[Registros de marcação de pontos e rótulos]
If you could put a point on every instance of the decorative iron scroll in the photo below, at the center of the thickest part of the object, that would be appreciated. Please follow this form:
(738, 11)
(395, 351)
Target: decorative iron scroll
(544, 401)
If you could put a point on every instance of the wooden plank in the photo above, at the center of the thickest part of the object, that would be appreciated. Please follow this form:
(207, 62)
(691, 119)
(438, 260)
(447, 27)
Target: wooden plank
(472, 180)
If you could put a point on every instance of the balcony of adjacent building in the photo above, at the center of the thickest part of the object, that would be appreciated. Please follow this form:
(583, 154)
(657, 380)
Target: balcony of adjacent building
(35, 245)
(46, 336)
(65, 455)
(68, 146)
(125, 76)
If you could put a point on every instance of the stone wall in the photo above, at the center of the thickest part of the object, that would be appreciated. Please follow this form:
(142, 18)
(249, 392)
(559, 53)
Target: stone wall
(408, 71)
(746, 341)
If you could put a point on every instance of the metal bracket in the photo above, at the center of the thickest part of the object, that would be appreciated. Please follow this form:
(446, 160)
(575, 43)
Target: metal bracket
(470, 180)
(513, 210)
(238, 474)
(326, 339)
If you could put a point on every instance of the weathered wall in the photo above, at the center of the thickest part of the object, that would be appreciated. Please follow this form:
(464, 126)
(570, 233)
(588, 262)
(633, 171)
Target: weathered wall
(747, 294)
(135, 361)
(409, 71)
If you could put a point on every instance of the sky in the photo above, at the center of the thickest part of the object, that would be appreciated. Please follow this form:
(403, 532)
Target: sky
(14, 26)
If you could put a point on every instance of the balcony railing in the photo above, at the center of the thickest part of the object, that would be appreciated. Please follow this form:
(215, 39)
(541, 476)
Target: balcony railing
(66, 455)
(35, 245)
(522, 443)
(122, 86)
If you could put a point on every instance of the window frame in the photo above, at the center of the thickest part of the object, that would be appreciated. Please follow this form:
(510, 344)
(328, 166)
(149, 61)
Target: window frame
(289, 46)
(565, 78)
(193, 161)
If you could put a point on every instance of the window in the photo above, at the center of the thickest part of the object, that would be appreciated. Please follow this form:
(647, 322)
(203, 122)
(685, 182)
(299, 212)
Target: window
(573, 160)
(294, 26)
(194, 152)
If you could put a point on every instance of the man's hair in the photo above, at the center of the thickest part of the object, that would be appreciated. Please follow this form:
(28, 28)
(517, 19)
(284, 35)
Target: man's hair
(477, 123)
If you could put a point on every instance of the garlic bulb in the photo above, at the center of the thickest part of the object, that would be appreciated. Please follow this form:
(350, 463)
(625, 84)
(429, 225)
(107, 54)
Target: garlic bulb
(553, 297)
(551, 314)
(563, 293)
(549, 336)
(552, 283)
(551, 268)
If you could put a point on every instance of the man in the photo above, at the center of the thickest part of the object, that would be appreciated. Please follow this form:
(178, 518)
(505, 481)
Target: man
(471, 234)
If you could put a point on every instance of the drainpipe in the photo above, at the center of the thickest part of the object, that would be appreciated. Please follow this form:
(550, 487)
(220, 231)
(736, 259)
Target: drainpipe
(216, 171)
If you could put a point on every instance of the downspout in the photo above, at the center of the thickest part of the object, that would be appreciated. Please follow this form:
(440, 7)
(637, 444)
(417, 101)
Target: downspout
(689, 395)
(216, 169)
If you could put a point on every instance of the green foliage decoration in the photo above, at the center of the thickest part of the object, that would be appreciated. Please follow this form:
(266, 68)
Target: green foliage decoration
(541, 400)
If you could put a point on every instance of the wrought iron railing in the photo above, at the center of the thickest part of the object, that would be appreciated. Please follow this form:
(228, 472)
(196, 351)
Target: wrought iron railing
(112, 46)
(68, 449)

Trabalho pedido: Reescreva todos os registros acima como uma lista numerada, omitindo as linhas em branco.

Solução escrita:
1. If you could put a point on every instance of the decorative iron scroll in the photo below, at the center of the thickest part of the object, that would be appreciated. Please follow this form:
2. (738, 11)
3. (395, 351)
4. Target: decorative iron scroll
5. (544, 401)
6. If you could put a point on every instance of the wooden plank in the photo above, at the center of the thickest part of the object, that would be appreciated. Please follow this form:
7. (207, 62)
8. (691, 119)
9. (438, 260)
10. (447, 27)
11. Target: wooden plank
12. (472, 180)
13. If you could put a point on every instance of the balcony of adjacent building in the photo above, at the center of the thickest part of the object, that would be appreciated. Please follow this form:
14. (583, 154)
15. (657, 380)
16. Target: balcony of adjacent building
17. (35, 245)
18. (46, 336)
19. (65, 455)
20. (68, 146)
21. (125, 76)
22. If you could put a point on every instance of the stone wall in the photo above, at the center of the thickest part of the object, that would be appreciated. Please follow this form:
23. (142, 18)
24. (249, 392)
25. (559, 53)
26. Target: stone wall
27. (408, 71)
28. (746, 341)
29. If you could put a point on every instance of the metal bracket in the photo above, at the center of the thickest part of the object, that would be appreciated. Please follow this form:
30. (446, 160)
31. (575, 43)
32. Target: metal bracket
33. (470, 180)
34. (513, 210)
35. (238, 474)
36. (326, 339)
37. If you could put a point on every instance of the weathered wall in the photo above, at the center of the thickest part of the object, that would be appreciated. Please follow this form:
38. (464, 126)
39. (570, 233)
40. (588, 262)
41. (633, 171)
42. Target: weathered wall
43. (747, 294)
44. (135, 361)
45. (409, 71)
46. If you could put a point on every instance of the sky in the photo above, at the center of the thickest part of the object, that would be appreciated. Please follow this form:
47. (403, 532)
48. Target: sky
49. (14, 26)
50. If you could put a point on every instance of the balcony railing in the photo above, at the center of the thickest part of the object, that would be appreciated. Please follow this form:
51. (215, 39)
52. (541, 476)
53. Target: balcony railing
54. (66, 455)
55. (35, 245)
56. (522, 443)
57. (122, 86)
58. If you could put a point on every instance of the window frame in the photo above, at the center of the thickest part of the object, that would be appreciated. Please follow this form:
59. (510, 344)
60. (328, 166)
61. (149, 61)
62. Target: window frame
63. (289, 46)
64. (565, 78)
65. (193, 161)
66. If you could put a point on every instance of the window in the photo above, at the center of the thickest part of the object, that would be appreciated. Please follow this form:
67. (647, 322)
68. (203, 122)
69. (685, 182)
70. (299, 212)
71. Target: window
72. (573, 160)
73. (294, 26)
74. (194, 152)
75. If you could put a point on every instance of the man's hair in the photo above, at the center of the thickest part of the object, that would be appreciated. Please follow this form:
76. (28, 28)
77. (517, 19)
78. (284, 35)
79. Target: man's hair
80. (477, 123)
81. If you could put a point on every instance of the garlic bulb in the photo above, at the center of the thickest part of the object, that would be appreciated. Please follow this form:
82. (350, 463)
83. (625, 84)
84. (429, 225)
85. (107, 54)
86. Target: garlic bulb
87. (553, 297)
88. (551, 314)
89. (563, 293)
90. (549, 336)
91. (552, 283)
92. (551, 268)
93. If you could put a point on every instance of the man in the photo above, at the center of the thickest part of the object, that would be appreciated. Please follow this form:
94. (178, 518)
95. (505, 481)
96. Target: man
97. (471, 234)
98. If you could put a point on every instance of the drainpipe in the photo above, at the center of the thickest part of the object, that would be appreciated. Please follow this form:
99. (550, 487)
100. (220, 231)
101. (736, 259)
102. Target: drainpipe
103. (216, 171)
104. If you could put a point on every instance of the downspout in the photo above, at the center of the thickest part of the object, that would be appreciated. Please follow this form:
105. (440, 7)
106. (637, 444)
107. (417, 101)
108. Target: downspout
109. (689, 395)
110. (216, 169)
111. If you could put a point on every instance of the green foliage decoration in the photo above, at the center of the thickest part of the object, that would be appreciated. Please follow this form:
112. (266, 68)
113. Target: green foliage decoration
114. (541, 400)
115. If you could put a point on every instance of the wrought iron railing in the photo above, at the center of the thickest part of the object, that would be appreciated. Please follow this form:
116. (228, 472)
117. (196, 351)
118. Target: wrought iron railing
119. (112, 46)
120. (68, 449)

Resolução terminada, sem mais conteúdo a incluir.